*What to produce:* Please name the production in which Flo Wilson made her stage debut, according to the biography of her.

*Given passage:*
- Born: 11 February 1963 (age 63) Manchester, England
- Occupation: Actress
- Years active: 1991–present
- Television: Coronation Street In the Club Sanditon Emmerdale

= Flo Wilson =

English actress (born 1963)

Flo Wilson (born 11 February 1963) is an English actress, known for portraying the role of Claudette Anderson in the ITV soap opera Emmerdale since 2023. She has a career on stage and screen spanning four decades, appearing in shows such as Coronation Street, In the Club and Sanditon, as well as numerous theatre productions since the 1990s.

==Life and career==
Flo Wilson was born on 11 February 1963 in Manchester, England. She began working with the Pit Prop Theatre Company in her twenties and made her stage debut in 1991, in a production of Angel. She made further stage appearances in A Fine Example (1993) and A Streetcar Named Desire (1994). In 1995, Wilson made her television debut playing a woman in the crime drama Out of the Blue and subsequently went on to appear roles in shows such as Cardiac Arrest, King Girl and Coronation Street. In 2000, she appeared in That Peter Kay Thing and had a recurring role in the first series of the ITV sitcom Fat Friends. as well as appearing on stage in productions such as Fences (2000) and Black Love (2001). Wilson took a career break from 2001 to mid 2007, returning to the stage in Lisa's Sex Strike (2007) followed by Somebody's Son and Everybody Loves a Winner (2009). In 2010, she appeared in Waterloo Road and DCI Banks. The following year, she had roles in Hollyoaks, Scott & Bailey, Sirens and The Body Farm. In 2012, Wilson appeared in episodes of Eternal Law The Syndicate Leaving, Hebburn and Monroe. In 2013, she made appearances in Moving On, The Mill and All at Sea. In 2014, she appeared in an episode of Vera and played a midwife in From There to Here.

Between 2014 and 2016, she appeared in the BBC One drama In the Club as a senior nurse. In 2018, she appeared in Oliver Twist at the Hull Truck Theatre. In 2021, she appeared in an episode of Death in Paradise. Between 2022 and 2023, Wilson appeared in the historical drama television series Sanditon. In April 2023, Wilson was announced to be joining the cast of the ITV soap opera Emmerdale as Claudette Anderson. Her character was introduced as the mother of established character Charles Anderson (Kevin Mathurin) and prior to her arrival, she was described as "force to be reckoned with".

*Provided material:*
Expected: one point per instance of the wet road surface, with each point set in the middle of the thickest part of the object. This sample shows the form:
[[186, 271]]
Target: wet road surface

*Result for this exercise:* Angel, in 1991.